What is asked >>
State how many lines of the listing contain the word "tree", matching case exactly. Give only the number.

Source material >>
· · · · · · ·

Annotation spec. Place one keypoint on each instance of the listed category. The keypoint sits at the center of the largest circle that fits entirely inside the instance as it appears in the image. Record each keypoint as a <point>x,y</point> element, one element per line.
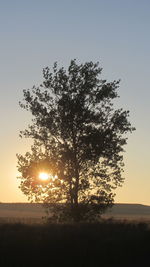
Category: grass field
<point>89,245</point>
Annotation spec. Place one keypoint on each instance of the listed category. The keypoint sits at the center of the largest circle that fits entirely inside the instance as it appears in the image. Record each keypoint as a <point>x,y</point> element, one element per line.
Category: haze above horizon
<point>115,33</point>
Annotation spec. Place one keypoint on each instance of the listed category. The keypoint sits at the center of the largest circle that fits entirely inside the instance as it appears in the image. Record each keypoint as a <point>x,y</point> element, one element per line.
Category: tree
<point>78,140</point>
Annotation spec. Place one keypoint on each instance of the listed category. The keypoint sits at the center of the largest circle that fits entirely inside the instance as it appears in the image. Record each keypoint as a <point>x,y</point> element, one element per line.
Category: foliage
<point>78,138</point>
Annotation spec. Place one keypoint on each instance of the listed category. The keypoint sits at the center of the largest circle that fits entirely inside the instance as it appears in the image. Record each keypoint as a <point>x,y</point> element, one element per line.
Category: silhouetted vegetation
<point>103,244</point>
<point>78,139</point>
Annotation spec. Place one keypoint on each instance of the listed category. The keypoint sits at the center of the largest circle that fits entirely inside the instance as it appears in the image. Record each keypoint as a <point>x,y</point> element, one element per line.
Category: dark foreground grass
<point>103,244</point>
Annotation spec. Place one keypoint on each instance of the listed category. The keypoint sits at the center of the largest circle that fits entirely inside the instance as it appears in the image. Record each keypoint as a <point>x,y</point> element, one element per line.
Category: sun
<point>43,176</point>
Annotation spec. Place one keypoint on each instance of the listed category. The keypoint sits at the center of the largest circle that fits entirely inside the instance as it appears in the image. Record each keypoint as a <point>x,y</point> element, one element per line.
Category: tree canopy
<point>78,138</point>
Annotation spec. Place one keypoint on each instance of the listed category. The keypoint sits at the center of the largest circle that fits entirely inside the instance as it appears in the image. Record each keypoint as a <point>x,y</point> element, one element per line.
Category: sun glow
<point>43,176</point>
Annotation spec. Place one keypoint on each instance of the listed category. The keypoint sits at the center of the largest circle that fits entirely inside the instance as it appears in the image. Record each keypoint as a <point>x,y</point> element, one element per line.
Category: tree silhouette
<point>78,139</point>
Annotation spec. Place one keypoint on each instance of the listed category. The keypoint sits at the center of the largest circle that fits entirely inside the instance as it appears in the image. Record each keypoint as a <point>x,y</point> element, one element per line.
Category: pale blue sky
<point>34,34</point>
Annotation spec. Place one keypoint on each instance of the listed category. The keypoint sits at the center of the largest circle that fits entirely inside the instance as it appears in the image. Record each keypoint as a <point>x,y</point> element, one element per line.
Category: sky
<point>36,33</point>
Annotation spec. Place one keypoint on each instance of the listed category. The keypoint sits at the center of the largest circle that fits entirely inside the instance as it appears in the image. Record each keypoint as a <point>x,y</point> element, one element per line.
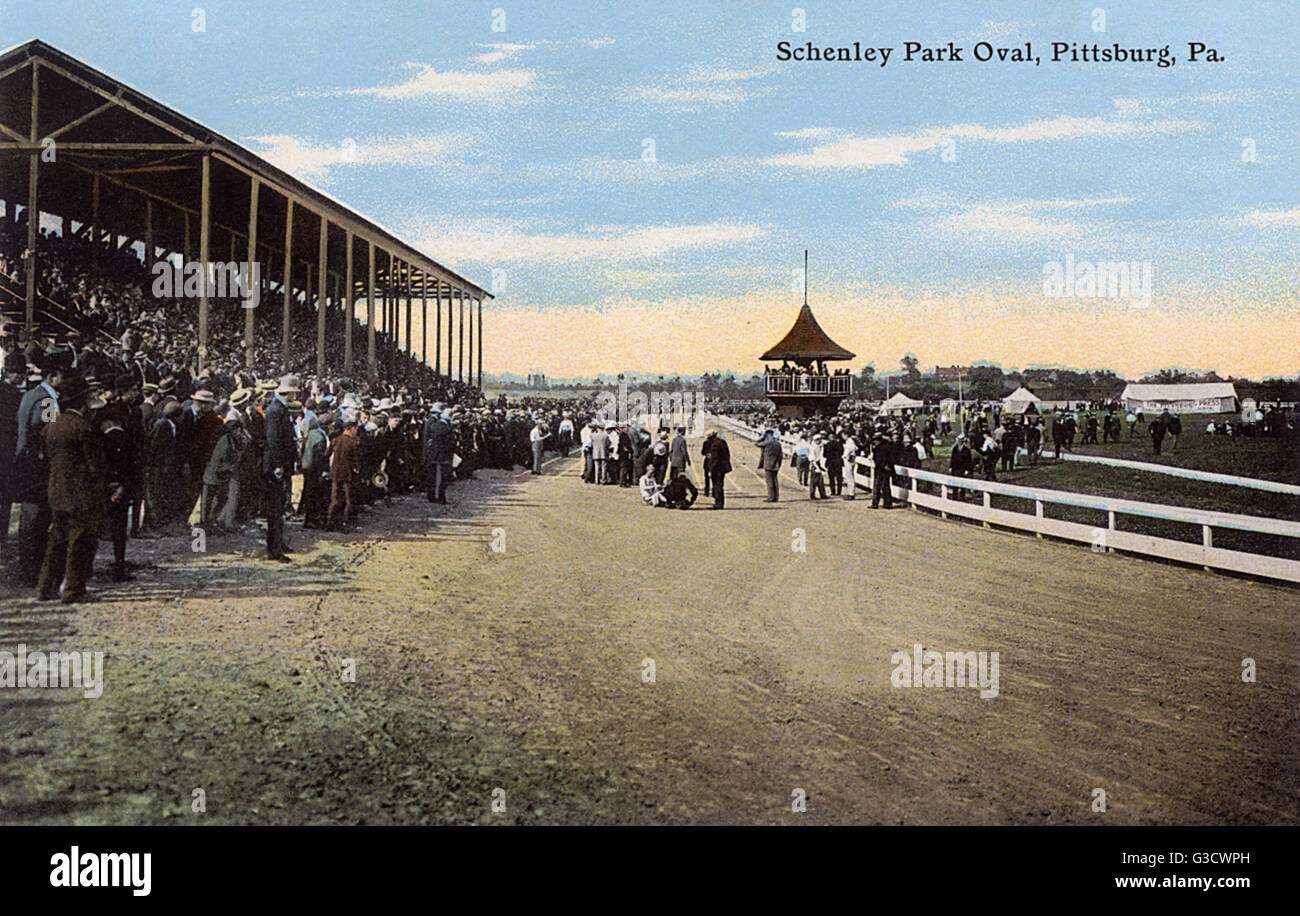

· · · · · · ·

Result of this task >>
3